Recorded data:
(begin)
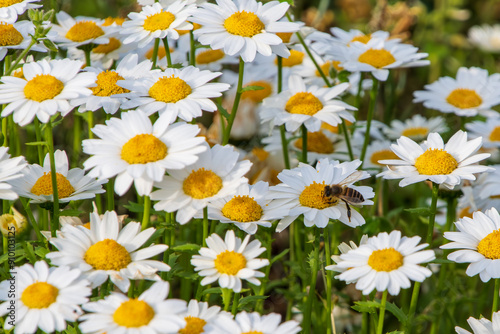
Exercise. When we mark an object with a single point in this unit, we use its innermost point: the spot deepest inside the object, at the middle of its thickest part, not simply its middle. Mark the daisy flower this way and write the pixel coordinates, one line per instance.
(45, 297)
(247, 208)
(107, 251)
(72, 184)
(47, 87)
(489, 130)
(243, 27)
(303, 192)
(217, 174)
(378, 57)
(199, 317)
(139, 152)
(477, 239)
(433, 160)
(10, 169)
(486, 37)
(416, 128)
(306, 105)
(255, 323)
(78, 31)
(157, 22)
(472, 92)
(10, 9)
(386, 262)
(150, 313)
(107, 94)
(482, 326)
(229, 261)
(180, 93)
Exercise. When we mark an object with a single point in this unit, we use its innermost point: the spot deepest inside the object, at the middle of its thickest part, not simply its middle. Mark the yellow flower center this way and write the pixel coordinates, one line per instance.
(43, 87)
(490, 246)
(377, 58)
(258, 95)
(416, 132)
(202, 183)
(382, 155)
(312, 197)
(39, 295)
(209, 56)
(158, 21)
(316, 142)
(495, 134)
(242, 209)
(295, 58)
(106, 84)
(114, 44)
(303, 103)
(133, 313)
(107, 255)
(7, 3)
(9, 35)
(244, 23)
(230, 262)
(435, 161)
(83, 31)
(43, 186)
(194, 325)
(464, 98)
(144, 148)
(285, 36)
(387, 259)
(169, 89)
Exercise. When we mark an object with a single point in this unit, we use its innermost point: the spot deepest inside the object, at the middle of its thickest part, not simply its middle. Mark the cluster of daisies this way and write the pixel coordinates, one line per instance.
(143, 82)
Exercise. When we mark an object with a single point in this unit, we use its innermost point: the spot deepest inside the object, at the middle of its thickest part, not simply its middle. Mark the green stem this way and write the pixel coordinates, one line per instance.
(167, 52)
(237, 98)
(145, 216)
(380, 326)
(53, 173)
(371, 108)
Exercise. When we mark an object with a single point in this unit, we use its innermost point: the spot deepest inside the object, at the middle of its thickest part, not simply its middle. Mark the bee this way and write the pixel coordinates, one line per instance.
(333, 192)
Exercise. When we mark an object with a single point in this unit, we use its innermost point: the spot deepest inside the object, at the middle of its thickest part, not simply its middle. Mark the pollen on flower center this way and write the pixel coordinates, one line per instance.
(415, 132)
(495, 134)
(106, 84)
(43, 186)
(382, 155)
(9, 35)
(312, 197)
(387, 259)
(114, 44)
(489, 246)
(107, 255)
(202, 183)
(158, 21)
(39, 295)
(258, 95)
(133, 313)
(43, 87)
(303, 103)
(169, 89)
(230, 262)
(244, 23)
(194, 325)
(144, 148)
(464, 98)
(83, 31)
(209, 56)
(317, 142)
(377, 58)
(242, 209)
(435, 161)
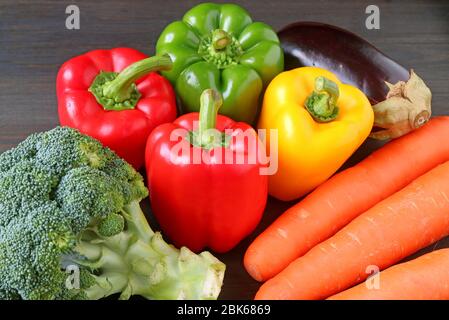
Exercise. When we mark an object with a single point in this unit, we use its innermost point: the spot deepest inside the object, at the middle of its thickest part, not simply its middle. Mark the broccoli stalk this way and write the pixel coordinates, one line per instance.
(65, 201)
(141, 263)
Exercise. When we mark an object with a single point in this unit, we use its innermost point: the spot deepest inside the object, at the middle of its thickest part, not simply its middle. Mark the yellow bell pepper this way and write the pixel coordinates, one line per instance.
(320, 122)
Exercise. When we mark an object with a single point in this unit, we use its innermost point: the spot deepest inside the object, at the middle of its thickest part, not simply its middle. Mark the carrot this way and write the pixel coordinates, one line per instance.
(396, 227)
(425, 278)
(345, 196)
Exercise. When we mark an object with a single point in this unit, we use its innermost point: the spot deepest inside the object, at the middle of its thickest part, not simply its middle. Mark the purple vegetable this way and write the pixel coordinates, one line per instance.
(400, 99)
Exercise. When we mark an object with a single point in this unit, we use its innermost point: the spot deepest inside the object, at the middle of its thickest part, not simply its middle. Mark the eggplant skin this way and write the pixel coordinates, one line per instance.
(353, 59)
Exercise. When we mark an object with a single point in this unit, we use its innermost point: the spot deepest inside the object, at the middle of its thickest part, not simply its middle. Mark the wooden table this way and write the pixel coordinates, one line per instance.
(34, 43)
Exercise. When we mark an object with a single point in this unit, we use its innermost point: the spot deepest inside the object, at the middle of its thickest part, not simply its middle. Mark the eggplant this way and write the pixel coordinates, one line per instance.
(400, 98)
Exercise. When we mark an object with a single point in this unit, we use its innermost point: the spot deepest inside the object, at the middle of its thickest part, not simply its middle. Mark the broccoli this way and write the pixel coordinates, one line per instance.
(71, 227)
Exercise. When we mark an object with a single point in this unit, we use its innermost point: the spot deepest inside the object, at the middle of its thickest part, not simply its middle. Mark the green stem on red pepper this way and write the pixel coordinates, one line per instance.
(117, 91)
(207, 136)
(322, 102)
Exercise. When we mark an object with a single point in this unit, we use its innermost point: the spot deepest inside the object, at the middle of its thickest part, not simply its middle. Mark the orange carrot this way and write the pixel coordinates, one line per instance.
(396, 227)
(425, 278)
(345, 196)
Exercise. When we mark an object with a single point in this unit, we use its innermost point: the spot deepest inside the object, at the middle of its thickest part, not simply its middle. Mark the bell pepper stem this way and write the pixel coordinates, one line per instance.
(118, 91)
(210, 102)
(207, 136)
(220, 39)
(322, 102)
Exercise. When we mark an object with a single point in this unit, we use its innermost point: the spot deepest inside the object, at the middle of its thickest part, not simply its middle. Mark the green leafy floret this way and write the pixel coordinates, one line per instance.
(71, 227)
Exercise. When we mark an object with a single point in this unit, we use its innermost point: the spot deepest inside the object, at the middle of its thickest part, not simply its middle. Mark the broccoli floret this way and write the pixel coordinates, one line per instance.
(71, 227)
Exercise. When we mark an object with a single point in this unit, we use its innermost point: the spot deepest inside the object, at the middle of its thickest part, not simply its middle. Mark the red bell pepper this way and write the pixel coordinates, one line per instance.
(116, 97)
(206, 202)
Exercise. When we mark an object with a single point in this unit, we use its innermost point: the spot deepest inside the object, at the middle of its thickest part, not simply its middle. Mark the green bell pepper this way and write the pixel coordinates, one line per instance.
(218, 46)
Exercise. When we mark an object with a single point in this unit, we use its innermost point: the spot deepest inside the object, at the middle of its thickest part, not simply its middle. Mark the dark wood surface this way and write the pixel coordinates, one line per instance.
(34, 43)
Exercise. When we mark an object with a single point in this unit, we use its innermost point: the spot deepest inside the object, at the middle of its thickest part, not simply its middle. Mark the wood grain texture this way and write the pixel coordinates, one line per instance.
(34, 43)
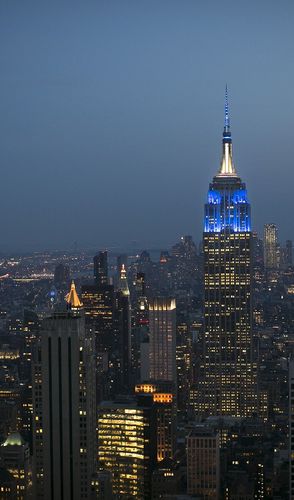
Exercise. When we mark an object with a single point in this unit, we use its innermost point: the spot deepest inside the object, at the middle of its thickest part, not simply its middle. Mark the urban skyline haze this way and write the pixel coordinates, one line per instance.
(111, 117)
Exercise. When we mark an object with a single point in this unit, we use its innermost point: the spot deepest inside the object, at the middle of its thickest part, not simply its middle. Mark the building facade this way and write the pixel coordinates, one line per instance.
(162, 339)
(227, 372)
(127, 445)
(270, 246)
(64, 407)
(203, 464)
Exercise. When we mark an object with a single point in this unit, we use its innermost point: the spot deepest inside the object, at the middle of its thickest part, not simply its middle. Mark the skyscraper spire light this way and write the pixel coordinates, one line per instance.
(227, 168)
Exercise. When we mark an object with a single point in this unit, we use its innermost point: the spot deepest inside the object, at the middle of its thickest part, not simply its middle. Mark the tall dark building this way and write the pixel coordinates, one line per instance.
(end)
(Work required)
Output the full set of records above without changing a word, and drop the images.

(Solution to this exercise)
Exercise. When we mark an object with a single point in this unit, we use its innermost point: the spot deepest inside the object, at the middle of its thickest part, not simply its middle. Mark the daisy flower this way and write the pixel coordinates, one line per instance.
(45, 297)
(247, 208)
(107, 251)
(72, 184)
(47, 87)
(489, 130)
(243, 27)
(303, 192)
(217, 174)
(378, 57)
(199, 317)
(139, 152)
(477, 239)
(433, 160)
(10, 169)
(486, 37)
(416, 128)
(306, 105)
(255, 323)
(78, 31)
(157, 22)
(472, 92)
(10, 9)
(386, 262)
(150, 313)
(107, 94)
(482, 326)
(229, 261)
(180, 93)
Exercise. When we mark an object with a single point in this unit, we use its innermost point: the spot deepest inside the object, at the middle of its thickest part, not simply its middle. Mark the yellow flower center this way and write the pixel coordinates, one line per instance.
(43, 87)
(490, 246)
(377, 58)
(258, 95)
(416, 132)
(202, 183)
(382, 155)
(312, 197)
(39, 295)
(209, 56)
(158, 21)
(316, 142)
(495, 134)
(242, 209)
(295, 58)
(106, 84)
(114, 44)
(303, 103)
(133, 313)
(107, 255)
(7, 3)
(9, 35)
(244, 23)
(230, 262)
(435, 161)
(83, 31)
(43, 186)
(194, 325)
(464, 98)
(144, 148)
(285, 36)
(387, 259)
(169, 89)
Exercise. When we mark an object with a single point in this unit, we use its innermost point: the spot deepest inside the object, at the middle of its thickest part, not simply its middle. Mark the cluster of daisies this way and write the pixel coordinates, one line per instance.
(143, 82)
Exercise. When we mark an object with a single point in this unit, we use its innermost point: the spot deepest inside the object, at the middle of its thickest part, not simply its middle. Mark the green stem this way and write the pixel coordinates, one line per instance.
(167, 52)
(237, 98)
(145, 216)
(380, 326)
(53, 173)
(371, 108)
Exercise. When we mark an object with a single point in this unit, we use its innermost point: the spot deepest inside the object, at the middle of its thickest part, not simply its middle. Mark the bee this way and write the pixel coordinates, one line per instance.
(333, 192)
Exercise. When we mark an object with a single point in this unit, we use its innermost point: the spot deepest inside the object, at the middle of its thickest part, not simply its middle. Mark the pollen on flower center this way and write the pixel coordinates, one line per instance.
(415, 132)
(495, 134)
(106, 84)
(43, 186)
(382, 155)
(9, 35)
(312, 197)
(387, 259)
(114, 44)
(489, 246)
(107, 255)
(202, 183)
(158, 21)
(39, 295)
(258, 95)
(133, 313)
(43, 87)
(303, 103)
(169, 89)
(230, 262)
(244, 23)
(194, 325)
(144, 148)
(464, 98)
(83, 31)
(209, 56)
(317, 142)
(377, 58)
(242, 209)
(435, 161)
Exercise. When we mark an object with a single point in this unit, we use its innermost point: the spot deepest inside the object, at the middle of its thickest part, not simply its middle. Mark the broccoli stalk this way and write the pixel coordinates, one line per instance.
(65, 201)
(141, 263)
Exercise. When we mark an object with a single point in this unit, we use its innermost point: the spot deepest inside the object, at the middle of its thickest part, not simply its middle. Mark the yellow bell pepper this way and write the pixel coordinates, one line per instance.
(320, 122)
Exercise. When we mark an object with a single point in this unit, we use its innermost point: the spot deepest inside the object, at the middle of its thickest part, not simply its middle. Mark the carrot this way and write the pixel coordinates, one line per instance.
(396, 227)
(425, 278)
(345, 196)
Exercise. When we mark an object with a single point in this unit, we use its innermost point: the spot deepest inside the object, at the middle of its thickest part, not simply its middle. Mark the purple vegetable this way and write the pixel coordinates, one line per instance.
(400, 99)
Exercise. When we mark an object with a single point in this unit, we use its innermost point: the spot deepest inside the object, at the middle of its thickest part, not simply its middle. Mark the eggplant skin this way and write the pixel coordinates, one line per instance.
(353, 59)
Exercise. When we mark an object with a single point in this unit, we use its innermost point: the spot deepest inside the object, at the middle of its thickest part, not simply its middle. Mark the wooden table this way and write the pixel coordinates, one line per instance.
(34, 43)
Exercise. When we mark an object with a single point in this unit, we use its innermost point: the spot deepest inside the object, at the middle of its thickest part, not simply its middle. Mark the eggplant this way and write the pixel coordinates, one line per instance.
(400, 98)
Exercise. When we mark an object with a single point in this unit, we use its innermost point: the spot deepest inside the object, at the middle of its thickest part, not simply its middle. Mark the broccoli this way and write the pixel coordinates, one line per instance.
(71, 227)
Exercise. When we mark an object with a single point in this unit, we use its innermost point: the spot deepest inside the object, at the middle of its thickest part, not simply its middle. Mark the green stem on red pepper this way and write the pixel coordinates, one line per instance.
(117, 91)
(207, 136)
(322, 102)
Exercise. When we mark an object with a single point in this unit, we use its innermost point: the spot deepest inside the object, at the middle of its thickest part, not simply its middle. Mark the orange carrot this way and write the pixel coordinates, one line per instance.
(396, 227)
(425, 278)
(345, 196)
Exercise. When we mark an object with a single point in this unit, we use its innermost point: the spot deepest inside the object, at the middle of its thickest part, not simply its middle. Mark the bell pepper stem this way and write the pixel coordinates, one line per instance.
(118, 91)
(210, 102)
(207, 136)
(220, 39)
(322, 102)
Exercise. When we mark an object with a single point in this unit, we use its innermost point: the spot deepest inside the object, at the middle of its thickest part, not simply its middle. Mark the green leafy floret this way and write the pixel coordinates, one line per instance.
(71, 227)
Exercise. When we mark an object with a single point in this unit, we use its innermost point: the spot deepest inside the object, at the middle of its thickest part, not simply its middle. Mark the broccoli floret this way and write the pixel coordinates, one line per instance.
(71, 227)
Exercise. When we mark an object with a single point in this unit, we use its innermost point: the spot deepest inside the object, at the middle of its thickest part, not simply its middle. Mark the red bell pepper this way and write the pixel coordinates, one line per instance.
(116, 97)
(206, 202)
Exercise. When we mark an object with a single point in this unit, we use its innermost point: the spot deepest inside the object, at the middle of its thickest part, not simply its middle. Mark the green bell pepper this way and write the pixel coordinates, one line per instance.
(218, 46)
Exercise. When we mark an object with a single point in this unit, we use its innermost point: the spot deepest inside the object, at the middle of its thickest part, not simply its middle. Mark the dark wood surface this way and write the pixel coordinates, one line per instance.
(34, 43)
Exercise. When we mark an object with a single point in this unit, we use its innermost point: the spot deepest inside the object, at the middle of its thickest part, not simply its middle. Mark the wood grain texture this way and write the pixel coordinates, one line per instance.
(34, 43)
Exercise. When we mark an object with a single point in this unit, we use its innermost point: the spot deepest inside the object, at the middle of its thickest part, not simply its middle. Mark the urban skyline haze this way and write the pixel coordinates, one line per instance.
(111, 117)
Exercise. When we mark an object with a single point in this unit, we use its innermost point: the spot deepest inside the object, at the middle of its thickest part, not simply its middle. Mark the building facade this way and write the pixel coordinates, one line per instance.
(162, 339)
(227, 372)
(127, 445)
(270, 246)
(64, 407)
(203, 464)
Exercise. When we mark an object with a single point in this unit, we use its innermost point: the spot deepest inside the object, at the middle of its thickest part, not simply its middle. Mark the skyscraper spire light this way and write the pixel coordinates, one line per instance.
(227, 168)
Exercise. When we mark an object with a single point in this unit, we use its innermost point: the spot deepest inside the object, at the middle of its thickest part, not simply its middle. Mark the tall dark building this way and write the pixel coordinates, one line per instance.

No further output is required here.